### TASK DATA
[Start]

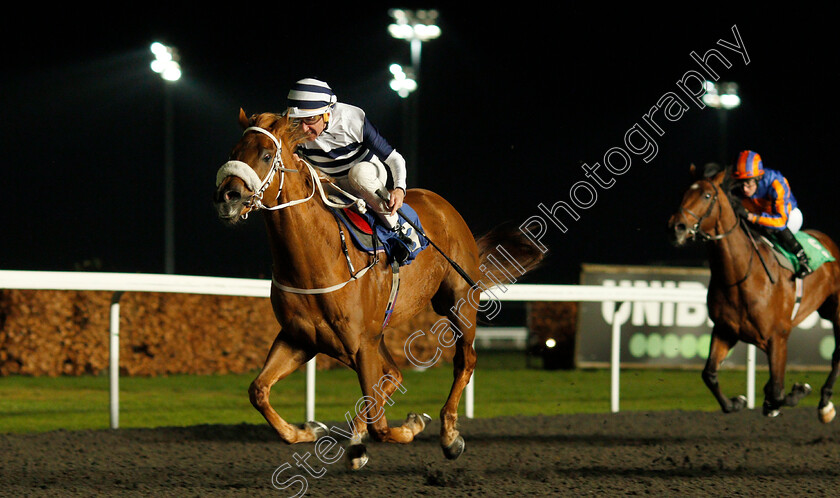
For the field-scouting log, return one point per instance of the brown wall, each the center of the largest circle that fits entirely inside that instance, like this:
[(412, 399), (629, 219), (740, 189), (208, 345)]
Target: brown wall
[(67, 332)]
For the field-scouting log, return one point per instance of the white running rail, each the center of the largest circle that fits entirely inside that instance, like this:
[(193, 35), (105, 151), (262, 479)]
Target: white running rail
[(119, 283)]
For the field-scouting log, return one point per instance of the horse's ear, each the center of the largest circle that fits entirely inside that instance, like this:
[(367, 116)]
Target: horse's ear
[(712, 169), (243, 119)]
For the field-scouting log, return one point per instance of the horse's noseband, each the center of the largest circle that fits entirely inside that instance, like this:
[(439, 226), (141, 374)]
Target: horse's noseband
[(695, 230), (252, 181)]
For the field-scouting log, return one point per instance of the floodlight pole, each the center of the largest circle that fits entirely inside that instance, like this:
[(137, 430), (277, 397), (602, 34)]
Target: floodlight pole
[(723, 97), (415, 27), (166, 64)]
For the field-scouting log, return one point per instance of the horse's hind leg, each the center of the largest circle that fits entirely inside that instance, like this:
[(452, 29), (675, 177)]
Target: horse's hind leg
[(825, 410), (379, 379), (718, 349), (462, 316), (282, 360), (774, 397)]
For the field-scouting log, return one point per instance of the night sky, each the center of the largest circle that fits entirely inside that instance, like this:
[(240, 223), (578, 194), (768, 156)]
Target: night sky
[(510, 106)]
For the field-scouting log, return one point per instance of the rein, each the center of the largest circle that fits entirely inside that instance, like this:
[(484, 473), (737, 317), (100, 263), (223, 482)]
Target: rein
[(245, 172)]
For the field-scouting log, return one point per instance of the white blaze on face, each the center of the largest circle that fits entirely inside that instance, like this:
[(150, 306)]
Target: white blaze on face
[(241, 170)]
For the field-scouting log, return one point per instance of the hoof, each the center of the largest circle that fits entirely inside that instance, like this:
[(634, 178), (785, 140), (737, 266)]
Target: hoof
[(827, 413), (736, 404), (318, 429), (420, 420), (769, 412), (455, 449), (356, 456)]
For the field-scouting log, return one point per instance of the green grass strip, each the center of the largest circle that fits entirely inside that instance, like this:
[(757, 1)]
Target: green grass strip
[(504, 387)]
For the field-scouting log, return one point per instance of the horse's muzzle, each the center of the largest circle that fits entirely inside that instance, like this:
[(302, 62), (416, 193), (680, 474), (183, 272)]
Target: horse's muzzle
[(230, 200), (678, 232)]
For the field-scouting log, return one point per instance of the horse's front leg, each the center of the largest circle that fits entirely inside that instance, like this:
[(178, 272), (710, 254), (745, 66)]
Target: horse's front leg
[(826, 411), (774, 397), (718, 349), (282, 360)]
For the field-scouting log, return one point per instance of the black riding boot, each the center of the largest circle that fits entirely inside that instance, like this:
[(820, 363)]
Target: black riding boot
[(789, 242), (400, 251)]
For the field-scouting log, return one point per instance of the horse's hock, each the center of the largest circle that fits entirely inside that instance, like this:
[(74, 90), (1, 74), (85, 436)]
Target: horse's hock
[(49, 333)]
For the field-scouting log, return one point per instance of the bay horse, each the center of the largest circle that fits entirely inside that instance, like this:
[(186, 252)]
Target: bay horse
[(321, 308), (751, 297)]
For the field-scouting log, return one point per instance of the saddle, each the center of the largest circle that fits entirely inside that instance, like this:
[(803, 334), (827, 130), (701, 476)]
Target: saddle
[(817, 254), (369, 235)]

[End]

### GIVEN EXERCISE
Rewrite all the records with "field-scouting log" swapped for "race-day report" wherever it occurs, keeping everything else the same and leaving out the pictures.

### EXPECTED ANSWER
For the race-day report, return one point per instance of the brown wall, each the center of the largest circle that fits entirely inside that instance, like this:
[(412, 399), (629, 219), (740, 189), (208, 345)]
Target: brown wall
[(67, 332)]
For the race-day report, return one point per instance of the white running rail, each the center of the largest circle that fits entirely inside that instance, like this:
[(193, 35), (105, 151), (262, 479)]
Target: white running rail
[(119, 283)]
For the race-day report, return one point per instance of the horse's ear, each the center of the largest circle that fits entirely inside that instance, like this:
[(367, 116)]
Target: horse's ear
[(712, 169), (243, 119)]
For the race-day report, return one point per instance of the horse's noseband, each the center of the largest circle that fits entirely inside that instance, like this:
[(439, 226), (141, 374)]
Target: horse's noseband
[(695, 230), (252, 181)]
For the race-day report, return one point per instance of the floodlight pole, each the center of the largest circle that fits entirely inside that instance, like this:
[(137, 430), (277, 397), (602, 34)]
Target: floodlight pole
[(723, 97), (415, 27), (166, 64)]
For the race-day report, return one point per instance of the horse's hind leg, each the center of the largest circle that fits entirely inside that instance, like this:
[(452, 29), (675, 177)]
Target: horse's hind leg
[(825, 410), (379, 379), (718, 349), (462, 316), (282, 360), (774, 397)]
For the race-day report, return one point per instance of the night sky, each the center of the largest circle that fits entirely inside that instance, like this:
[(240, 223), (578, 194), (768, 156)]
Target: night sky
[(510, 106)]
For the race-day report, return one point per instance of the rein, each the center of the largest circle that fits entirely inside that instance, like this:
[(484, 473), (737, 317), (100, 263), (223, 482)]
Target: rein
[(245, 172)]
For the race-day report, return one point per instance of the white blaze on face, each the center of the largest circle that fits entirely inside that instance, like this:
[(150, 306)]
Target: white blaze on face
[(241, 170)]
For the race-day report, return one point per instance of the hoof, each the center of the largest circle that fits entirely inside that instance, like this:
[(634, 178), (785, 140), (737, 266)]
Target: hoof
[(827, 413), (736, 404), (318, 429), (420, 420), (769, 412), (455, 449), (356, 456)]
For the race-day report, return one point per instance of the green grass strip, each the center of the largest circle that fits entirely inside that instance, like this:
[(757, 1)]
Target: green grass strip
[(504, 387)]
For the race-day report, return one point per instance of the horse's muzzle, each the center of the largest circle that fits entirely inside that instance, like this:
[(302, 62), (416, 193), (680, 474), (183, 272)]
Target: horse's muzzle
[(230, 200), (678, 232)]
For the race-day report, return one point per instance of the horse's front leg, each the center of the largest circle that fits entirely inside that instance, like this:
[(178, 272), (710, 254), (745, 66)]
Target: horse's front leg
[(826, 411), (774, 397), (718, 349), (282, 360)]
For the race-day report, return one point per instance of the black riding boot, each the center of the largest circle that fits entirely inside that instance, like this:
[(820, 363)]
Target: black riding boot
[(789, 242), (400, 251)]
For the race-day report, return one point per instance of the horse's hock, each the center of the largest circle that fits entirely inside that instance, like this:
[(74, 90), (1, 74), (85, 436)]
Target: horse's hock
[(49, 333)]
For the race-day report, return one point per instance of the bay horse, each the center of the largest circle that fits entirely inside that instance, like this:
[(186, 252)]
Target: bay horse
[(321, 308), (751, 297)]
For the race-day report, return one point per instance of the saddle, each the center of the largest circle that fits entirely inside that instance, like this:
[(803, 334), (827, 130), (701, 476)]
Target: saddle
[(817, 254), (369, 235)]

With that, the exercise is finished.